→ **Goal of the exercise**: Reproduce the records below line for line, with no changes to any of them.

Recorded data
───

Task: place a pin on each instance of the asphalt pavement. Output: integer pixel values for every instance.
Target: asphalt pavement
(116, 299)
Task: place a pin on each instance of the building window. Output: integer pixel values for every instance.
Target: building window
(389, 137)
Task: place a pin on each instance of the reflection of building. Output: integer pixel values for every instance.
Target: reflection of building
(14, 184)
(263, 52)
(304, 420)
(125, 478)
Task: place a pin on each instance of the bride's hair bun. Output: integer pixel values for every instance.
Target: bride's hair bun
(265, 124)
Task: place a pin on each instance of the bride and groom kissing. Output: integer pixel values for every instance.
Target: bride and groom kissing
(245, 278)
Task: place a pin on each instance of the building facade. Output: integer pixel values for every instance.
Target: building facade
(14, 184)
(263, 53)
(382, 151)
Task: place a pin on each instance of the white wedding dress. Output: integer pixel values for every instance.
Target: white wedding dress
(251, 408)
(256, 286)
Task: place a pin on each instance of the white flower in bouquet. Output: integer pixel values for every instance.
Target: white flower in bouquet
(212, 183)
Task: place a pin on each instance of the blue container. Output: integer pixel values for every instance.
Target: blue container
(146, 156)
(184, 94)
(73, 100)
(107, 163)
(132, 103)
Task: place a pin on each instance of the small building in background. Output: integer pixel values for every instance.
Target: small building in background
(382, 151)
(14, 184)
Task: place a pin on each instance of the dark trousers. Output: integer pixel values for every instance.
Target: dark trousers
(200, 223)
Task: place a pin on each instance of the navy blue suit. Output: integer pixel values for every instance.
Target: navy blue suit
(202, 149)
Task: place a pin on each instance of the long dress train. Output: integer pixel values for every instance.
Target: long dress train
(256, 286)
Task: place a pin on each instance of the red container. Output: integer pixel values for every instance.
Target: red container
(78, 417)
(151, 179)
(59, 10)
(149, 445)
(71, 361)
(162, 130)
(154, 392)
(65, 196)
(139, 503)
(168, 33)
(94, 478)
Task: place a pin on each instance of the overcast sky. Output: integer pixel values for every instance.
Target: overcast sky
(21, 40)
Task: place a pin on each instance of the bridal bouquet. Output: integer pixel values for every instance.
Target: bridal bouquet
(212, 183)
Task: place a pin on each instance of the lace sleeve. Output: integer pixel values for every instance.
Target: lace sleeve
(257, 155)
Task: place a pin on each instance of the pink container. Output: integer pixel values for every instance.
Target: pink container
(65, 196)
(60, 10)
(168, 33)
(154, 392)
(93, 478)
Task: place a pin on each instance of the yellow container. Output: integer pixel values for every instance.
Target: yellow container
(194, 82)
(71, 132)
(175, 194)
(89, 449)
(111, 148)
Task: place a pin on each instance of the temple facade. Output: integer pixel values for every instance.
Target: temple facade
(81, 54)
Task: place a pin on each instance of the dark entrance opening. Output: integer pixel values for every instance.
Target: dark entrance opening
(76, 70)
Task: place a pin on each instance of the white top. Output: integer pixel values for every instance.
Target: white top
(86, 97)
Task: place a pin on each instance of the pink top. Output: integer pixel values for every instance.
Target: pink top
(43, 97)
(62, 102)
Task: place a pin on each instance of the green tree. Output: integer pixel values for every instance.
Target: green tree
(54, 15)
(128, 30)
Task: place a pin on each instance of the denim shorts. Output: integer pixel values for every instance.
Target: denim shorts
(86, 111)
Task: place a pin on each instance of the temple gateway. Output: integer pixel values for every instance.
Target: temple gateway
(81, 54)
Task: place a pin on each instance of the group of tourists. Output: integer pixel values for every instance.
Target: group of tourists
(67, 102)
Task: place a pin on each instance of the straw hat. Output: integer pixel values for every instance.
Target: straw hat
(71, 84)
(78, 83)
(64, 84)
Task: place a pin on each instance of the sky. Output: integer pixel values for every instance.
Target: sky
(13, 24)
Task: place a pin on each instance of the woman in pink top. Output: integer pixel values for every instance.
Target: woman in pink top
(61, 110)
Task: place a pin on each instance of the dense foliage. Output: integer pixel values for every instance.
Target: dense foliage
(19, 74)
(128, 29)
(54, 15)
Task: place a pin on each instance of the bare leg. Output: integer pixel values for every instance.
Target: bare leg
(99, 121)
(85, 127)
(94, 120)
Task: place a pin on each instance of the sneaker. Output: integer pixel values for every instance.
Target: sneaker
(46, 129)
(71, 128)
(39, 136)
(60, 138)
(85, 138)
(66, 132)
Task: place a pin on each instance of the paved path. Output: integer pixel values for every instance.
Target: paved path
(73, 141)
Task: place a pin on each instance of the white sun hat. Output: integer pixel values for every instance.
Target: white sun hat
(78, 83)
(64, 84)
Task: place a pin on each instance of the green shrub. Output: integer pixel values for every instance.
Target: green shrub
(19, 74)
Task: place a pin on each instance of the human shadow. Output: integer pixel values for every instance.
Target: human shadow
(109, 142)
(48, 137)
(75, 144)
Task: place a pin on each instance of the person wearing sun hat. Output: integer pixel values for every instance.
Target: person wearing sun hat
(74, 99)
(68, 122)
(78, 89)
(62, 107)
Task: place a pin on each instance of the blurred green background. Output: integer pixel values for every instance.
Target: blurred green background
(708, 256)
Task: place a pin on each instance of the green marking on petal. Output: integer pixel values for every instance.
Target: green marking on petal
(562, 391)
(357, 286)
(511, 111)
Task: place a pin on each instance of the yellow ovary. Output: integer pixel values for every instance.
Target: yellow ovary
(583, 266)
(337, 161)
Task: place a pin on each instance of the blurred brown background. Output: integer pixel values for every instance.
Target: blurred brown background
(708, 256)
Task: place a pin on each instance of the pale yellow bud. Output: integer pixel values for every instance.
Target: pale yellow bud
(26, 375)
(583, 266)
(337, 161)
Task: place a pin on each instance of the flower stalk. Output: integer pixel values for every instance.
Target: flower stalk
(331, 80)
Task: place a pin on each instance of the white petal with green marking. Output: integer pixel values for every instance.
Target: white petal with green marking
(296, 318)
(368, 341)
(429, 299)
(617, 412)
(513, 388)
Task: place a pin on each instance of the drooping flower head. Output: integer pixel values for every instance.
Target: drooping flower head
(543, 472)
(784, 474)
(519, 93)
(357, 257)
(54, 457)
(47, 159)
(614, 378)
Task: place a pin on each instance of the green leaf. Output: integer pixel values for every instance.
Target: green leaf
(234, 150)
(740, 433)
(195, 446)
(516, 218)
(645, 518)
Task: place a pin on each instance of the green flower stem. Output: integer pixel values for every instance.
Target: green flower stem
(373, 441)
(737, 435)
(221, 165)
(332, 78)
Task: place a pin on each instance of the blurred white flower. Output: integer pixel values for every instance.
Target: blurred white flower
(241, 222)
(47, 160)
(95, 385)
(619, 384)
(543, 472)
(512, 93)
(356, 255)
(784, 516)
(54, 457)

───

→ **Response**:
Task: place a pin on each instance of the asphalt pavement. Output: integer pixel values for every instance.
Target: asphalt pavement
(116, 299)
Task: place a pin on each instance of the building window. Output: integer pixel values for every instance.
Target: building window
(389, 137)
Task: place a pin on each instance of the reflection of building. Output: integer pixel values for every instance.
Target: reflection of building
(14, 184)
(263, 52)
(304, 420)
(125, 478)
Task: place a pin on each instance of the bride's hair bun. Output: integer pixel values for every instance.
Target: bride's hair bun
(265, 124)
Task: place a pin on each instance of the bride and groom kissing. Output: integer pixel values for every instance.
Target: bride and groom kissing
(245, 278)
Task: place a pin on each instance of the building facade. Output: integer pixel values for every instance.
Target: building facade
(14, 184)
(263, 53)
(382, 151)
Task: place a pin on each instance of the white wedding dress. Output: integer pixel values for every instance.
Target: white wedding dress
(251, 408)
(256, 286)
Task: place a pin on each instance of the white flower in bouquet. Output: integer pixel values for every instance.
Target: white flower in bouquet
(212, 183)
Task: place a pin on each instance of the blue container. Output: integer pixel values for every instance.
Target: blue container
(146, 156)
(184, 94)
(73, 100)
(107, 163)
(132, 103)
Task: place a pin on each instance of the small building in background. Output: integer pixel values for every instance.
Target: small building in background
(382, 151)
(14, 184)
Task: place a pin on each instance of the dark trousers. Output: integer pixel values for every instance.
Target: dark trousers
(200, 223)
Task: place a pin on each instance of the navy blue suit. Output: integer pixel values for every instance.
Target: navy blue suit
(202, 149)
Task: place a pin on each instance of the long dress train. Output: integer pixel values for every instance.
Target: long dress train
(256, 286)
Task: place a pin on each instance of the red container. Output: integer pixel values for every instance.
Target: red container
(78, 417)
(151, 179)
(59, 10)
(149, 445)
(71, 361)
(162, 130)
(154, 392)
(65, 196)
(139, 503)
(168, 33)
(94, 478)
Task: place a pin on each instance of the overcast sky. Output: integer pixel values for every instance.
Target: overcast sky
(21, 40)
Task: place a pin on each instance of the bridal bouquet. Output: integer pixel values for every instance.
Target: bridal bouquet
(212, 183)
Task: place a pin on each instance of the lace sleeve. Output: integer pixel values for every instance.
Target: lace sleeve
(257, 155)
Task: place a pin on each instance of the pink container. Output: integer pixel values for every instance.
Target: pink container
(65, 196)
(60, 10)
(168, 33)
(154, 392)
(93, 478)
Task: place a pin on each instance of the yellow container. Output: integer pixel values for every instance.
Target: yellow container
(194, 82)
(71, 132)
(175, 194)
(89, 449)
(111, 148)
Task: place a pin on each instance of the temple facade. Output: integer pixel values for every instance.
Target: temple facade
(81, 54)
Task: place a pin on each instance of the dark entrance opening. Output: integer pixel values for every instance.
Target: dark entrance opening
(76, 70)
Task: place a pin on each instance of the white top. Output: integer pixel values for every instance.
Target: white top
(86, 97)
Task: place a pin on each instance of the pink top. Output: integer pixel values for every instance.
Target: pink top
(43, 97)
(62, 102)
Task: place a pin on each instance of the green tree. Output: integer pixel values for every instance.
Target: green tree
(54, 15)
(128, 30)
Task: place a pin on each instance of the denim shorts. Output: integer pixel values for every instance.
Target: denim shorts
(86, 111)
Task: place a pin on each instance of the temple gateway. Output: integer pixel values for every instance.
Target: temple gateway
(81, 54)
Task: place a pin on each instance of the group of tourists. Output: integer pixel values for every instance.
Target: group of tourists
(67, 102)
Task: place a pin on each instance of the straw hat. Output: integer pixel values for every instance.
Target: straw hat
(71, 84)
(78, 83)
(64, 84)
Task: place a pin on each instance of the sky. Output: integer pixel values for every instance.
Target: sky
(13, 24)
Task: place a pin on each instance of the woman in pink top. Output: integer pixel values for every instance.
Target: woman in pink top
(61, 110)
Task: place a pin on each instance of the dense foliage. Output: integer pixel values for every instance.
Target: dense foliage
(19, 74)
(128, 29)
(54, 15)
Task: place a pin on each instance of the bare leg. Output: integer pixel values for every instance.
Target: bare leg
(99, 121)
(85, 127)
(94, 120)
Task: place a pin on each instance of the sneaker. Output: integer pixel values for every instance.
Target: sneaker
(46, 129)
(71, 128)
(39, 136)
(60, 138)
(85, 138)
(66, 132)
Task: place a pin on each instance of the paved path. Output: integer pixel values for every instance.
Target: paved path
(73, 141)
Task: place a pin on each instance of the white sun hat. Output: integer pixel values for every instance.
Target: white sun hat
(78, 83)
(64, 84)
Task: place a pin on each instance of the green shrub. Output: integer pixel values for every instance.
Target: green shrub
(19, 74)
Task: place a pin on each instance of the human shadow. Output: integer pixel values for every instance.
Target: human shadow
(109, 142)
(48, 137)
(75, 144)
Task: place a pin on each instance of the person wearing sun hat. Output: integer pixel values for every instance.
Target: person wearing sun hat
(74, 99)
(68, 122)
(78, 89)
(62, 107)
Task: place a pin on each instance of the blurred green background. Output: integer pixel values for every instance.
Target: blurred green background
(708, 256)
Task: place a pin on each instance of the green marking on petal. Output: integer pixel values for every instance.
Target: green marking on petal
(562, 391)
(357, 286)
(511, 111)
Task: place a pin on each instance of the yellow ovary. Output: integer pixel values for every instance.
Target: yellow ovary
(583, 266)
(337, 161)
Task: place a pin on each instance of the blurred brown background. Output: integer pixel values for every instance.
Target: blurred brown background
(708, 256)
Task: place a pin on each instance of the pale yellow bud. Output: integer pixel values for every instance.
Target: pale yellow bud
(26, 375)
(583, 266)
(337, 161)
Task: place a pin on each instance of the flower stalk. Output: integer pixel values for every instance.
Target: flower stalk
(331, 80)
Task: place a pin on each instance of the white petal with green marking. Output: integer pixel values for every instance.
Target: white petal with green marking
(296, 318)
(368, 341)
(429, 299)
(617, 412)
(513, 388)
Task: place a pin on each instance of the drooping flower head. Output: integer pixel values for every instance.
Target: drooping flower head
(543, 472)
(784, 474)
(519, 93)
(357, 257)
(54, 457)
(47, 159)
(614, 378)
Task: place a pin on each instance of the green leaf. Output: integer pixel values for every instance.
Target: green leaf
(234, 150)
(740, 433)
(195, 446)
(516, 218)
(645, 518)
Task: place a pin on each instance of the green flower stem. Output: integer pixel values for every instance.
Target: green flower stem
(373, 441)
(737, 435)
(221, 165)
(332, 78)
Task: place a pin on each instance of the blurred white flower. Output: integer pixel values for every instance.
Target: blurred white flower
(241, 222)
(47, 160)
(95, 385)
(619, 384)
(543, 472)
(512, 93)
(356, 255)
(784, 516)
(54, 457)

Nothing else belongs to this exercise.